Requirement ::
Can you transcribe every record below exactly as it appears?

Records excerpted from a collection ::
--- Start ---
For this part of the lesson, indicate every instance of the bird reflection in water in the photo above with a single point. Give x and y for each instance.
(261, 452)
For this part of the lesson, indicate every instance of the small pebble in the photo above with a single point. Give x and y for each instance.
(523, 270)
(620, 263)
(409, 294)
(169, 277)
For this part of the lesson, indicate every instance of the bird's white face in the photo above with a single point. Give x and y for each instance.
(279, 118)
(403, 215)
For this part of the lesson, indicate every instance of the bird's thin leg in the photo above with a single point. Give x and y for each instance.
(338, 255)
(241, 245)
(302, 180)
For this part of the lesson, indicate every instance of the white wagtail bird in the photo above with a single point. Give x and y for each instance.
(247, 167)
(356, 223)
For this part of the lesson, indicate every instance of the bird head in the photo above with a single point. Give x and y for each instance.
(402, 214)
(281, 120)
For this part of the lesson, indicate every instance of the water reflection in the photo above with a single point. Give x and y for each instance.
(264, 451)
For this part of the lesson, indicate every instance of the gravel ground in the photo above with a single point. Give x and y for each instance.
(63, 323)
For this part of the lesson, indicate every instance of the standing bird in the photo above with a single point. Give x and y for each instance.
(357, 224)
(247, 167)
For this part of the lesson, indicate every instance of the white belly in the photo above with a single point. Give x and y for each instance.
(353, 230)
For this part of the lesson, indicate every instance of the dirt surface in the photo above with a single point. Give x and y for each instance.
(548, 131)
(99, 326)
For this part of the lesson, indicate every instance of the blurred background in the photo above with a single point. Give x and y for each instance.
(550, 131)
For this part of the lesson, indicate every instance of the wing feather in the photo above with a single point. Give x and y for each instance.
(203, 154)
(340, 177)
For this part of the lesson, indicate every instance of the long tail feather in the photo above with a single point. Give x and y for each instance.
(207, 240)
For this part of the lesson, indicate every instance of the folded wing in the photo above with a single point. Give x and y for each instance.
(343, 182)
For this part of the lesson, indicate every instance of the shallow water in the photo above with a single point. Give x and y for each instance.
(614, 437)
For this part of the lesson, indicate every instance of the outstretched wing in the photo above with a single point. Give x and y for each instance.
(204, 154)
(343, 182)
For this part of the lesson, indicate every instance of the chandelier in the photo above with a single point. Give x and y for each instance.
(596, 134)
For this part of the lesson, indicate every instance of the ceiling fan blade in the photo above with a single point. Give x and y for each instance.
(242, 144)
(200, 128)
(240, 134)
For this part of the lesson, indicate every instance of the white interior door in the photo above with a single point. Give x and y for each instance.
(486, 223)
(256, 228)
--- End ---
Problem solution ::
For this part of the lesson, indicate every instance of the bird reflection in water in the photo above with a single point. Give x and y for each instance.
(261, 452)
For this part of the lesson, indicate every instance of the small pebble in the photo above with a single point. Give x and y for each instance.
(523, 270)
(620, 263)
(409, 294)
(169, 277)
For this part of the lesson, indicate every instance of the bird's white face in the photo above with a single point. Give x and y for each instance.
(279, 118)
(403, 215)
For this part of the lesson, indicate every instance of the bird's thin leg in the photo above with a single point. Give x and y for each instance.
(338, 255)
(241, 245)
(302, 180)
For this part of the lesson, indicate every instance of the white wagtail bird in the photo above with a single point. Give x and y for each instance.
(247, 167)
(356, 223)
For this part of the lesson, indicate every instance of the bird head in the photo above with a single point. Give x and y for each instance.
(402, 214)
(281, 120)
For this part of the lesson, indicate every instance of the water reflection in the photo above with a single point. Give x and y for each instance.
(264, 451)
For this part of the lesson, indicate every instance of the gravel ground in the photo above with a single point. Give x and y for each instance.
(63, 323)
For this part of the lesson, indicate every instance of the standing bird in the photo above with a single point. Give x and y for each instance.
(357, 224)
(247, 167)
For this part of the lesson, indicate every instance of the white belly in the photo above with a single point. Give x and y for each instance.
(353, 230)
For this part of the lesson, indicate every instance of the dirt surface in the photo above with a single point. Give x and y for each instance.
(548, 131)
(99, 326)
For this part of the lesson, indicate every instance of the blurred background in the photo above with a single point. Give x and y for each instance.
(550, 131)
For this part of the lesson, indicate every instance of the wing feather in the photo above with a single point. Give x and y for each instance.
(203, 154)
(340, 177)
For this part of the lesson, indicate every instance of the long tail feather in the photo above with a single point. Give x and y for each instance.
(207, 240)
For this part of the lesson, indicate every instance of the folded wing in the photo above with a single point. Give x and y for each instance.
(343, 182)
For this part of the lesson, indicate every instance of the shallow water in the photo above with a single point. Give x and y for each instance.
(614, 437)
For this part of the lesson, indicate every instance of the outstretched wing in the photo above with a single point. Give x and y for each instance.
(204, 154)
(343, 182)
For this part of the lesson, indicate every instance of the chandelier in the photo above with a single point. Give x and y for each instance.
(596, 134)
For this part of the lesson, indicate every instance of the ceiling fan blade in the photo above with a single point. Give x and y for each instance.
(242, 144)
(200, 128)
(240, 134)
For this part of the lesson, indicate every instance of the white interior door in the photo above with a single point. Give x and y for each instance.
(486, 223)
(256, 228)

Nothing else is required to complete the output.